* **SHORT PROBLEM**: The line containing "Note for the class: annotate every instance of the blue" marks where to begin; quote it and every line after it through the end of the data, exactly as written.
######
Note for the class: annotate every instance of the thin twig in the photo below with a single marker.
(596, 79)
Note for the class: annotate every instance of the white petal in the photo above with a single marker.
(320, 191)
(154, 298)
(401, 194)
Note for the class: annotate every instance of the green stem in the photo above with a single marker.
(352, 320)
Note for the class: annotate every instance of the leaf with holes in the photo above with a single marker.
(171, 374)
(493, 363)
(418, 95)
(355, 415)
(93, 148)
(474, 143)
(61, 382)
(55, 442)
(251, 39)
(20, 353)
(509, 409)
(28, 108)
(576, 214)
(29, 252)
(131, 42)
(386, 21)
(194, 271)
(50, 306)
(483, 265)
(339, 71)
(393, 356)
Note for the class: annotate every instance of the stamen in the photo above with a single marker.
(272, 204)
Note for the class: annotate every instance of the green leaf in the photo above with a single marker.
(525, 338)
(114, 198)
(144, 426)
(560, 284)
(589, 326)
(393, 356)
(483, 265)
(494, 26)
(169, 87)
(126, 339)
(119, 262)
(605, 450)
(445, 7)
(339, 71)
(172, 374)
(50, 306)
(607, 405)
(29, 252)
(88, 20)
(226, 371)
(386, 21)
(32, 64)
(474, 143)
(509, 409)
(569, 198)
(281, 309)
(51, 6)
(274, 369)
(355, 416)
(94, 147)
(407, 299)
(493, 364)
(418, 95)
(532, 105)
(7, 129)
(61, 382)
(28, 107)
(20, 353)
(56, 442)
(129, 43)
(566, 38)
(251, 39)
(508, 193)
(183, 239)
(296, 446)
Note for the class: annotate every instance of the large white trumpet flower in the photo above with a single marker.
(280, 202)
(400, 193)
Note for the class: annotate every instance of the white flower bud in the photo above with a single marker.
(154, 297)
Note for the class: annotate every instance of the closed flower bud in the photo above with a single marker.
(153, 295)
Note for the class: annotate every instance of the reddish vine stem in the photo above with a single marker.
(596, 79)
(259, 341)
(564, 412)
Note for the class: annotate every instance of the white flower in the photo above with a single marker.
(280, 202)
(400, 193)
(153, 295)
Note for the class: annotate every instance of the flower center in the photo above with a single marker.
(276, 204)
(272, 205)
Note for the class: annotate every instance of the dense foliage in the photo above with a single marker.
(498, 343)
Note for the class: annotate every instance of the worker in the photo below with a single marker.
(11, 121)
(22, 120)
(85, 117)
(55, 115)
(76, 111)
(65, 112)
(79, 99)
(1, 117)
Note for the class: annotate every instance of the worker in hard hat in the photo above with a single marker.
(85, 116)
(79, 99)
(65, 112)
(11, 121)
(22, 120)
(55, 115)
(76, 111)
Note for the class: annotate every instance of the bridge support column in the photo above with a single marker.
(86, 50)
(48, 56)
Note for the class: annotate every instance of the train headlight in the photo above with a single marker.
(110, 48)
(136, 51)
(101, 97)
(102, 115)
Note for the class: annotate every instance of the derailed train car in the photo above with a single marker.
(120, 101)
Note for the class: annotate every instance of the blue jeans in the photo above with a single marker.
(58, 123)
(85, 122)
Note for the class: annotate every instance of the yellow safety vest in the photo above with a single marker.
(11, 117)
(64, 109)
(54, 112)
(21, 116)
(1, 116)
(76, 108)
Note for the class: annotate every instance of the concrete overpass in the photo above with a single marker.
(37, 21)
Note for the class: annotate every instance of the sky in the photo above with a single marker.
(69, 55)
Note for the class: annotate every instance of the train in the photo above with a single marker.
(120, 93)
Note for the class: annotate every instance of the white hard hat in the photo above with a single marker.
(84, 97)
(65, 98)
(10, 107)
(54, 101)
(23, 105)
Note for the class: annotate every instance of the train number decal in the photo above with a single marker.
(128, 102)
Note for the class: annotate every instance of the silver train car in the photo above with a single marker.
######
* **FINISHED ANSWER**:
Note for the class: annotate every instance of the blue jeans in the photo above with a single marker.
(58, 123)
(85, 122)
Note for the class: annotate every instance of the yellow safety vest in the photo above with a single marker.
(11, 117)
(64, 109)
(54, 112)
(21, 116)
(1, 116)
(76, 108)
Note for the class: annotate every instance of the concrete overpass in the photo above with a single marker.
(37, 21)
Note for the class: annotate every instance of the sky in the photo above with a single marker.
(69, 55)
Note for the class: annotate every instance of the train in the photo above with a single marker.
(120, 93)
Note for the class: annotate every instance of the white hard hat in the photo above with a single marker.
(84, 97)
(65, 98)
(10, 107)
(54, 101)
(23, 105)
Note for the class: annotate every instance of the train number decal in the photo above with a single marker.
(128, 102)
Note for the class: annotate every instance of the silver train car in the photo above with a single marker.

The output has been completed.